# PROBLEM
Please convert every line of the items below into a JSON list of strings, with one string for each line and blank lines left out.

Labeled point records
▼
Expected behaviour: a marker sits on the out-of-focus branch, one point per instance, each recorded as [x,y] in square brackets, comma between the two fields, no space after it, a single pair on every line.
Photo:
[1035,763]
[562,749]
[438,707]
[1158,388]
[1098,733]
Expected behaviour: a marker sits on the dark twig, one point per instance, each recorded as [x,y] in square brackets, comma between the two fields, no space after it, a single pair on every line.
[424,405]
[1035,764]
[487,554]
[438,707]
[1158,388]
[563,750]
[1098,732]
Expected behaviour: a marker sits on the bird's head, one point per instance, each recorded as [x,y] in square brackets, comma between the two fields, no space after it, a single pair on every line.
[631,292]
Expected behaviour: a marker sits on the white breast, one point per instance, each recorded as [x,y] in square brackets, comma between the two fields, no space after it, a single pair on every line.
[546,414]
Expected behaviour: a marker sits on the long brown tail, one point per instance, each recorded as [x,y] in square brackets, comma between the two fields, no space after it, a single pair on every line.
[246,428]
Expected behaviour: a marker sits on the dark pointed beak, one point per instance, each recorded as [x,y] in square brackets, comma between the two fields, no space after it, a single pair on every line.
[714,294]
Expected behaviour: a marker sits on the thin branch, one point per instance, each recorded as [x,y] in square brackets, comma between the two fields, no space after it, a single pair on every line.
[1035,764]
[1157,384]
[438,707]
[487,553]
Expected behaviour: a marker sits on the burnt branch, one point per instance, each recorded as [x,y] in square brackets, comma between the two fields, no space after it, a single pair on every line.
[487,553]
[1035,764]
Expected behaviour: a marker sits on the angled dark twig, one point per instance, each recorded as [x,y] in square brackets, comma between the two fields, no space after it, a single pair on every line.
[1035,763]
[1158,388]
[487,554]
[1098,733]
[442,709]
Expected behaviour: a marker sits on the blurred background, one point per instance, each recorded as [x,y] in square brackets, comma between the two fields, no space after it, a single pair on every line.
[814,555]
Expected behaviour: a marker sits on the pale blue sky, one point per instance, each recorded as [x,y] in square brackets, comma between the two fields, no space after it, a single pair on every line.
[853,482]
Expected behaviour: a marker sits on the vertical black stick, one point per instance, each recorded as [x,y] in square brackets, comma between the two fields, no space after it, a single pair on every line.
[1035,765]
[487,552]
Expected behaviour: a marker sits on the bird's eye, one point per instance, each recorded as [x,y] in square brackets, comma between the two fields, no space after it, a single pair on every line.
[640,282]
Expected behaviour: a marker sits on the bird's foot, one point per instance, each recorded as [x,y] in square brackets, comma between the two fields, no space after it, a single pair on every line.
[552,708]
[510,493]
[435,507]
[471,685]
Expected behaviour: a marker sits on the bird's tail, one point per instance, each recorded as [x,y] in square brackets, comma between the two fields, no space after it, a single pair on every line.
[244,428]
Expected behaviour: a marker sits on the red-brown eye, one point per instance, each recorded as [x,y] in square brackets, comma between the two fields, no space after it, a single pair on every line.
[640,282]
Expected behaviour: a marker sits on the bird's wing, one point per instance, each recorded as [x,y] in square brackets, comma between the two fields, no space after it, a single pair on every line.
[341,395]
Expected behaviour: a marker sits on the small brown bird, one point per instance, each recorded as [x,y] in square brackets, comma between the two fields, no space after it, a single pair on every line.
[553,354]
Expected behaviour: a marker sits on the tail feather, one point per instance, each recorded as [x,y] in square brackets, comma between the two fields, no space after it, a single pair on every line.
▲
# COMPLETED TASK
[
  "Expected behaviour: a marker sits on the out-of-focus branch, one point per instance, each recorded as [x,y] in square brackets, comma between the two fields, no space after it, a single pair on every line.",
  "Photo:",
  "[1035,763]",
  "[562,749]",
  "[438,707]",
  "[1158,388]",
  "[1098,733]",
  "Expected behaviour: a marker sits on the dark twig, one point per instance, each recorded as [x,y] in square brackets, comma between the two fields, no space after it, a single pair on every line.",
  "[424,405]",
  "[1035,764]",
  "[487,554]",
  "[438,707]",
  "[1158,388]",
  "[563,750]",
  "[1098,732]",
  "Expected behaviour: a marker sits on the bird's head, one point per instance, each recorded as [x,y] in square brackets, comma between the two fields, no space after it, a single pair on every line.",
  "[631,292]",
  "Expected behaviour: a marker sits on the white breast, one point per instance, each recorded as [x,y] in square brackets, comma between the two fields, no space after it, a single pair on every line.",
  "[546,414]",
  "Expected behaviour: a marker sits on the long brown tail, one point per instance, each recorded as [x,y] in square brackets, comma between the two fields, no space after it, a single pair on every line.",
  "[246,428]",
  "Expected behaviour: a marker sits on the dark pointed beak, one point per instance, each recorded as [x,y] in square brackets, comma between the two fields, no space after it, a single pair on every line.",
  "[714,294]",
  "Expected behaviour: a marker sits on the thin branch, one point per instance, each recorded as [x,y] in square brackets, comma between the two fields, no space after it, a single pair on every line.",
  "[1035,764]",
  "[1157,384]",
  "[438,707]",
  "[487,553]",
  "Expected behaviour: a marker sits on the burnt branch, one point per instance, each recorded as [x,y] in square brackets, comma between the two fields, no space after it, a single pair on every line.",
  "[487,553]",
  "[1035,764]",
  "Expected behaviour: a marker sits on the angled dark twig, one point per instance, each recorded as [x,y] in square brackets, comma between the two fields, no space after it, a single pair on every line.",
  "[1035,763]",
  "[1158,388]",
  "[487,554]",
  "[1098,733]",
  "[442,709]",
  "Expected behaviour: a marker sits on the blurred background, one point per instance, each recorded as [x,y] in square brackets, comma between the two fields, no space after it, a single pair on every line.",
  "[814,555]",
  "Expected behaviour: a marker sits on the pale blue sky, one point per instance, each recorded as [x,y] in square brackets, comma between the two fields, no space after it, a single pair on every line.",
  "[853,482]",
  "Expected behaviour: a marker sits on the vertical black stick, one point per instance, each recorded as [x,y] in square brackets, comma between the two fields, no space after it, a single pair on every line.",
  "[1035,765]",
  "[487,552]",
  "Expected behaviour: a marker sits on the bird's eye, one point per instance, each recorded as [x,y] in square brackets, comma between the two fields, no space after it, a single pair on every line.",
  "[640,282]",
  "Expected behaviour: a marker sits on the bird's foot, one point per instance, each recorded as [x,y] in square brackets, comma between the two fields, no space after it, a single pair on every line.",
  "[552,708]",
  "[510,493]",
  "[435,507]",
  "[471,685]",
  "Expected behaviour: a marker sits on the bird's tail, one point per instance, each recorded as [x,y] in square brackets, comma between the two fields, no space after it, a single pair on every line.",
  "[244,428]",
  "Expected behaviour: a marker sits on the red-brown eye, one point per instance, each recorded as [x,y] in square brackets, comma between the two fields, no space after it, a single pair on every line.",
  "[640,282]",
  "Expected behaviour: a marker sits on the bird's wing, one point per instance, each recorded as [x,y] in square brackets, comma between the two fields, no space after it, a single pair on every line.",
  "[341,395]",
  "Expected behaviour: a marker sits on the small brown bird, one point per instance, each recorded as [x,y] in square brackets, comma between the two fields, no space after it, a single pair on every line.",
  "[553,354]",
  "Expected behaviour: a marker sits on the tail feather, one point per instance, each recorded as [x,y] in square brackets, comma between the two fields, no space after it, a single pair on every line."
]